» **GIVEN TEXT**
And then smartphones, heaven forbid! It’s being said that “young people are looking at the world through a little rectangle”. Old age has only this one advantage: it knows that technologies change, but that the conservative answers are always the same. The Eternal Return of the Same Old Mantra.

 

4.

          Finally, I’ll dwell on a more specialistic issue: the growing tendency to hold psychoanalytic or psychotherapeutic sessions via Skype. Many important analysts claim that a Skype session can never be analytic. They back their claims with excellent theoretical arguments, perhaps taken from the more sophisticated psychoanalytic theory, that of Lacan. With merely theoretical arguments, that’s the point. But the telematics revolution will go ahead anyway, and more and more analysts will hold sessions via Skype. It’s true that Skype doesn’t work with all analysands, but the mobility of modern life will end up imposing it – and Theory will adapt. After all, Freud had theorised the impossibility of analysing children, psychotics and perverts… as for group analysis, Freud thought it was unimaginable. But, when Freud was still alive, his followers (including his daughter) began to analyse children, psychotics, perverts… and the necessities of war led to the discovery of group analysis (Bion’s small groups with “impossible” soldiers). Psychoanalysis is not like physics, for which it is impossible to go beyond the speed of light.

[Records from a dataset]
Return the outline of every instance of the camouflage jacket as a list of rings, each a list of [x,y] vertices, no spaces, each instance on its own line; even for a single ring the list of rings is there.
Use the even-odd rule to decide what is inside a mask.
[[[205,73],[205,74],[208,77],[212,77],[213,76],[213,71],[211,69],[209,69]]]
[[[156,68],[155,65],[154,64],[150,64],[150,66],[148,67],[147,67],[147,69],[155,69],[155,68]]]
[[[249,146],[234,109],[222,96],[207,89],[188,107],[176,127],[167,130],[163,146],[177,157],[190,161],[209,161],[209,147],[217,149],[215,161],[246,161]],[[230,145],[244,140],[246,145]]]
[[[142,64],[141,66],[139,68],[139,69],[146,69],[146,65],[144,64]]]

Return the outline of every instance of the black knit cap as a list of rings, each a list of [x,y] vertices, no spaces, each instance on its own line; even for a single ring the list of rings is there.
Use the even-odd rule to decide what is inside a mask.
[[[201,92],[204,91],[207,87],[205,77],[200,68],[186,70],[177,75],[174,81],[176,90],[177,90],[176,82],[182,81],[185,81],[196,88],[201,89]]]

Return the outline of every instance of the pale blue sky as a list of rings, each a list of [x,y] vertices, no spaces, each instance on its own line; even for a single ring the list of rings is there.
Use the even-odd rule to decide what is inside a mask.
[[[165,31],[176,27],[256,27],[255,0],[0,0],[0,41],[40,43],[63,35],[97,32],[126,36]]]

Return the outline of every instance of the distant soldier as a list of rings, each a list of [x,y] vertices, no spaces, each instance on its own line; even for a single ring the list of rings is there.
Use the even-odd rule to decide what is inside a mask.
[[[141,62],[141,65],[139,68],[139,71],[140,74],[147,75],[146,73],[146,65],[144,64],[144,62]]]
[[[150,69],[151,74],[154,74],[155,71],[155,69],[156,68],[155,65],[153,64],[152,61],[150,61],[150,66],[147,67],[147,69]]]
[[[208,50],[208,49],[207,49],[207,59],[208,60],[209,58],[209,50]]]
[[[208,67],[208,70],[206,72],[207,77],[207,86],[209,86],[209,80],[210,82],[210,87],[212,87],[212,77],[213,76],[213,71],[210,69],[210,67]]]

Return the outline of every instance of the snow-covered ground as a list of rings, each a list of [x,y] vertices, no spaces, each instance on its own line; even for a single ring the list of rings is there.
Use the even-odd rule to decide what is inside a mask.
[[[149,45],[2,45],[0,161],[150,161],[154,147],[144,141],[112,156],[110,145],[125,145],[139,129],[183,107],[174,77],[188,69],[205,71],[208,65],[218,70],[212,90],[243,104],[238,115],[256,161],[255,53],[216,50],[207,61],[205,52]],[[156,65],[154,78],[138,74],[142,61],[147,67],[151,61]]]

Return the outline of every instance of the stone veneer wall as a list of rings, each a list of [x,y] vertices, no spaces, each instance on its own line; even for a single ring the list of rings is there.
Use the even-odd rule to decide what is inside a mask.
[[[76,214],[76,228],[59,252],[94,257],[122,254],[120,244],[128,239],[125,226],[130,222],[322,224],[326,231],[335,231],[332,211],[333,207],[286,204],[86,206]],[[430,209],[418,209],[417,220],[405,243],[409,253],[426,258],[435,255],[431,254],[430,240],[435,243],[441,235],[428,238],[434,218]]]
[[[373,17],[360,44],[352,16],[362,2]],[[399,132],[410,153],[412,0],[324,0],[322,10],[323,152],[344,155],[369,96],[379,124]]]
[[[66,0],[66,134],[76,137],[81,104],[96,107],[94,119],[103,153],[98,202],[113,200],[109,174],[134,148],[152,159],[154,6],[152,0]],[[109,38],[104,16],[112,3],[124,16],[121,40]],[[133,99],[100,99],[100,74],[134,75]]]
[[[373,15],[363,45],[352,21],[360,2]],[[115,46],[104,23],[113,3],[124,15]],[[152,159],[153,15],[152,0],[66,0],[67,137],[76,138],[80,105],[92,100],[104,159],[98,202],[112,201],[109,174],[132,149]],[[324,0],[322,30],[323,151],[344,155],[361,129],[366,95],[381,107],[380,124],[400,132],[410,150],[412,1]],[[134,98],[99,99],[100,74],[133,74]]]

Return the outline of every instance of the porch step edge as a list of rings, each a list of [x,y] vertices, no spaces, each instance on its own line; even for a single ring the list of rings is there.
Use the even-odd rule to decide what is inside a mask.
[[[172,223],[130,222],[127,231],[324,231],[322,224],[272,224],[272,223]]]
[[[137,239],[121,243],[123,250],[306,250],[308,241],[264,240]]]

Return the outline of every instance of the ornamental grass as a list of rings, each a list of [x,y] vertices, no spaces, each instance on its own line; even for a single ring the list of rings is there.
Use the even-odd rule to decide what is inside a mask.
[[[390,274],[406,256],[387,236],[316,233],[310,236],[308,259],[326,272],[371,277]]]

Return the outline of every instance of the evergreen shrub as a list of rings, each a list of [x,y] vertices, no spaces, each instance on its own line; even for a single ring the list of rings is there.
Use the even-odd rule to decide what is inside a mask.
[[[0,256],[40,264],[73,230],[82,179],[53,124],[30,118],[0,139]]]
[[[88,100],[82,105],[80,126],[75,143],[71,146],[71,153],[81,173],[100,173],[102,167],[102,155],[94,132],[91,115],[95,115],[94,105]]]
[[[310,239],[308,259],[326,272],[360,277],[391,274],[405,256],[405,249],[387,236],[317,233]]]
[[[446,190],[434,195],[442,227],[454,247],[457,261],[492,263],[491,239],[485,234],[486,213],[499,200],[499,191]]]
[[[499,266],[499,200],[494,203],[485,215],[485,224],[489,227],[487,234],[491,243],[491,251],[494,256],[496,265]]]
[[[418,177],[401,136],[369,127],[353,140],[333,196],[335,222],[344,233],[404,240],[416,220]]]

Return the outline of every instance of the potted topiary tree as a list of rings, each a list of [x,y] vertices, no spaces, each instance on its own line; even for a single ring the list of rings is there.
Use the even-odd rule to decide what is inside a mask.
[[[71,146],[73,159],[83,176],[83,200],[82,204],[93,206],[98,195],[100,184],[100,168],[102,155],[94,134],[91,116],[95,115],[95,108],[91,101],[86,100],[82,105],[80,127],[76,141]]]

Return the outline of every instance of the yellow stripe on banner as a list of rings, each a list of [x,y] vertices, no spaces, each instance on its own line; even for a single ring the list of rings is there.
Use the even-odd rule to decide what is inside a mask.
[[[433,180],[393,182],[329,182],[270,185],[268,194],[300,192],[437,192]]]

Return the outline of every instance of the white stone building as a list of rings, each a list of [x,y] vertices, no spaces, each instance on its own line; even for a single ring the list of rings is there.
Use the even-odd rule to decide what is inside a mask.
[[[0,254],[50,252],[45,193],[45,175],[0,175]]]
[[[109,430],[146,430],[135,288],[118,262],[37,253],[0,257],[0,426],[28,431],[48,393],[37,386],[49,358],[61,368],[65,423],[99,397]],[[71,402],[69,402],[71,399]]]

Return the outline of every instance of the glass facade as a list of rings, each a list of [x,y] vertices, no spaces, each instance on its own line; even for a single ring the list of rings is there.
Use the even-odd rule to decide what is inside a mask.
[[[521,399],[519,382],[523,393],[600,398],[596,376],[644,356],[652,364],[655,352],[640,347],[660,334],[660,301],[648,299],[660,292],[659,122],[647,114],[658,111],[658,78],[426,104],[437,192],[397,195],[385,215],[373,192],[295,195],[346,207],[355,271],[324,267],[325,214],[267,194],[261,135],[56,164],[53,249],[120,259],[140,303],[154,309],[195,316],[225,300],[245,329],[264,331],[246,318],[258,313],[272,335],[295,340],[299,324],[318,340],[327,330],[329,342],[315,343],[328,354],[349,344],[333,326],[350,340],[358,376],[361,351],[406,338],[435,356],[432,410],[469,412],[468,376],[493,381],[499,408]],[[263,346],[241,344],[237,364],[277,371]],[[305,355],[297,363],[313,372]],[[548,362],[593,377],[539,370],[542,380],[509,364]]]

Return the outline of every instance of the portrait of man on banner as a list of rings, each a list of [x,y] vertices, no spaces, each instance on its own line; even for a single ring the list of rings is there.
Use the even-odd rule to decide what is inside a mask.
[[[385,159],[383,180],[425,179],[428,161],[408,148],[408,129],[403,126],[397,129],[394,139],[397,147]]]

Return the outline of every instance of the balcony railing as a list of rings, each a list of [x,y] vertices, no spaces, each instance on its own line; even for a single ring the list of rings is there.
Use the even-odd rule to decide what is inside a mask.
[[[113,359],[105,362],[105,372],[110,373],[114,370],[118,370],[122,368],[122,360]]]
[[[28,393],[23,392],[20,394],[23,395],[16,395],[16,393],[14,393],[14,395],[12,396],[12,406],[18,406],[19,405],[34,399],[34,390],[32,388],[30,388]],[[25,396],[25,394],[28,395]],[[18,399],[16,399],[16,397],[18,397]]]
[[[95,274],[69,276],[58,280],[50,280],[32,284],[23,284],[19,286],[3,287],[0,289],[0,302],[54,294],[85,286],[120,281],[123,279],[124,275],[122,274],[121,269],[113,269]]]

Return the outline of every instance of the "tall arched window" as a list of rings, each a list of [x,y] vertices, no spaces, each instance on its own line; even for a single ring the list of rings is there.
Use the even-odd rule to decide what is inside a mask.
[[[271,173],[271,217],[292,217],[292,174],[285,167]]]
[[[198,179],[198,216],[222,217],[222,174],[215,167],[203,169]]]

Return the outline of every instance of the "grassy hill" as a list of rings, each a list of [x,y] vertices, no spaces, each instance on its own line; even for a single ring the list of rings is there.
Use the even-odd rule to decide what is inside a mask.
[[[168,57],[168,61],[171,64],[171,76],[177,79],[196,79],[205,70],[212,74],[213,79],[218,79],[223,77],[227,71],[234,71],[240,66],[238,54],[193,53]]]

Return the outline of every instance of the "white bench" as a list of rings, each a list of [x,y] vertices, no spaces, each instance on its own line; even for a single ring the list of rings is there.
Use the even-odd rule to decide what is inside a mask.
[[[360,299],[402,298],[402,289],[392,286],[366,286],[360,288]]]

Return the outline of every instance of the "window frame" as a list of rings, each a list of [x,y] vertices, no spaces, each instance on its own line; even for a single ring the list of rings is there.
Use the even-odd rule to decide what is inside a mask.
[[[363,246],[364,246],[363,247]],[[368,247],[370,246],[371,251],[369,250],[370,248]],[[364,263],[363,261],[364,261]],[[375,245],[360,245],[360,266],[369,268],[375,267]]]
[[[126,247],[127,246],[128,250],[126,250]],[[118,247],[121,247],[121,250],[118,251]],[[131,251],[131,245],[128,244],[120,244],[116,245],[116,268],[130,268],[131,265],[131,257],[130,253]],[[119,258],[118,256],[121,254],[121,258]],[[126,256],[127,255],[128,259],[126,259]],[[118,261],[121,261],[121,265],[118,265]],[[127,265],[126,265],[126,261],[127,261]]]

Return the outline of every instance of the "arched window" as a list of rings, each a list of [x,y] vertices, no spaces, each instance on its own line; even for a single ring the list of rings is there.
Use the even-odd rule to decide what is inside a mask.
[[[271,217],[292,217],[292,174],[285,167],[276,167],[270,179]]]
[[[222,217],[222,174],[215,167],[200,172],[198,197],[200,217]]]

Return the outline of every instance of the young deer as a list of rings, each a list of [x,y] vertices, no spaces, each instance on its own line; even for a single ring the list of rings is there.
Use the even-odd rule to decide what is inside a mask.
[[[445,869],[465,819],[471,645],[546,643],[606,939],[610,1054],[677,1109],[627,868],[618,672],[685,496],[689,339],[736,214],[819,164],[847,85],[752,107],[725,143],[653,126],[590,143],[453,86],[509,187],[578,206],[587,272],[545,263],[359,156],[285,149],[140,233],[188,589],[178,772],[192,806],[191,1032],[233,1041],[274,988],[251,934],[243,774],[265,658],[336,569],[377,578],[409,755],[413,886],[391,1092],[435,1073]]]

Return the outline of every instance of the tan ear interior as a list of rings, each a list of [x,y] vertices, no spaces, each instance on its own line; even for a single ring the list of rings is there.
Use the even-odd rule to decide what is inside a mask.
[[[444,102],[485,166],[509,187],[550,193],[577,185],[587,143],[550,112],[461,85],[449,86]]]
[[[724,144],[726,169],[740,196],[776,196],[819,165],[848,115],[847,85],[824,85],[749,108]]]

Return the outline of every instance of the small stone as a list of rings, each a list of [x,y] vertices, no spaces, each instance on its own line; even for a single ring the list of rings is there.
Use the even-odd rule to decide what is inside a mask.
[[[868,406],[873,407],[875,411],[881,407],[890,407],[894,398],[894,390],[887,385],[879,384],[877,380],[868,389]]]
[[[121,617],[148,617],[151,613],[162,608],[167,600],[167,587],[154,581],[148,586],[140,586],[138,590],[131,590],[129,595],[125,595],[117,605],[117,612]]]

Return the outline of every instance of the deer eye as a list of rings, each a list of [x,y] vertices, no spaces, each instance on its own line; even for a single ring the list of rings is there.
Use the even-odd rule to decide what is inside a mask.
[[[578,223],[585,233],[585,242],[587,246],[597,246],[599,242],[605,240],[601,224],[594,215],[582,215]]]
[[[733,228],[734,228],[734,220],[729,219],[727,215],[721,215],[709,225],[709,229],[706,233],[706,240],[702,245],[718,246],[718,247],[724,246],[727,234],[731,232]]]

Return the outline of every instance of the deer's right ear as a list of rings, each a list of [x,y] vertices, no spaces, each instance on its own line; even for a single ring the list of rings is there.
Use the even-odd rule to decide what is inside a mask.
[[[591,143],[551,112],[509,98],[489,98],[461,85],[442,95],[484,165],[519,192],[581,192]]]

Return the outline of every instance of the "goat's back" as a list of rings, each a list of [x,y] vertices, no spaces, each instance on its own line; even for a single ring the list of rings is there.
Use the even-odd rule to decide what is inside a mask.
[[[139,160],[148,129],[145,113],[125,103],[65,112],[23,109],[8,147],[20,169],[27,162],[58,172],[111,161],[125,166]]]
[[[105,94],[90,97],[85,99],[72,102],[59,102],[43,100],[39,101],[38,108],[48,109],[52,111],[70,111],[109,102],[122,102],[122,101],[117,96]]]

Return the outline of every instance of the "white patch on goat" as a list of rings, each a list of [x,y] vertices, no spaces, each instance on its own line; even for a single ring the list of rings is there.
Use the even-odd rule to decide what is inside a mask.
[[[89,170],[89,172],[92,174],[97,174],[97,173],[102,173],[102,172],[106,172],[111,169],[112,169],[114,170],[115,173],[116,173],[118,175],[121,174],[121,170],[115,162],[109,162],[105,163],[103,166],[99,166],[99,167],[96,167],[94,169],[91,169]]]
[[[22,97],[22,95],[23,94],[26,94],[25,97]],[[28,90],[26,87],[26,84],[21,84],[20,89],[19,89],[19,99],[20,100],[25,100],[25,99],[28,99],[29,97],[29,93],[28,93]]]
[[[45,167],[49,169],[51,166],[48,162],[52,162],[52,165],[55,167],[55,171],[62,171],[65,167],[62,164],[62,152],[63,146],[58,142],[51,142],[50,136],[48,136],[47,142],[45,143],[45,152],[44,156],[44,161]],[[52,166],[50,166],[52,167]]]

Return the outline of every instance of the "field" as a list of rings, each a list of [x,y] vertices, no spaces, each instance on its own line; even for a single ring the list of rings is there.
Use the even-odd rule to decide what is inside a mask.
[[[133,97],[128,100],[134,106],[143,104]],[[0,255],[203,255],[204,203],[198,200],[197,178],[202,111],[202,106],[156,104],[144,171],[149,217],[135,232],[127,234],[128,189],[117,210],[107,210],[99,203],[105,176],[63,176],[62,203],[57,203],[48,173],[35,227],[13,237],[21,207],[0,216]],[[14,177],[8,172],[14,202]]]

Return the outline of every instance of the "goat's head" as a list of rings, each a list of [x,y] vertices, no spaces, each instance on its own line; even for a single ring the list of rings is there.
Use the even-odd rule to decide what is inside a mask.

» **EXERCISE DIRECTIONS**
Reproduce word for word the part of the text on technology and psychoanalysis above that lies between "And then smartphones, heaven" and "Same Old Mantra.", inclusive.

» **TASK RESULT**
And then smartphones, heaven forbid! It’s being said that “young people are looking at the world through a little rectangle”. Old age has only this one advantage: it knows that technologies change, but that the conservative answers are always the same. The Eternal Return of the Same Old Mantra.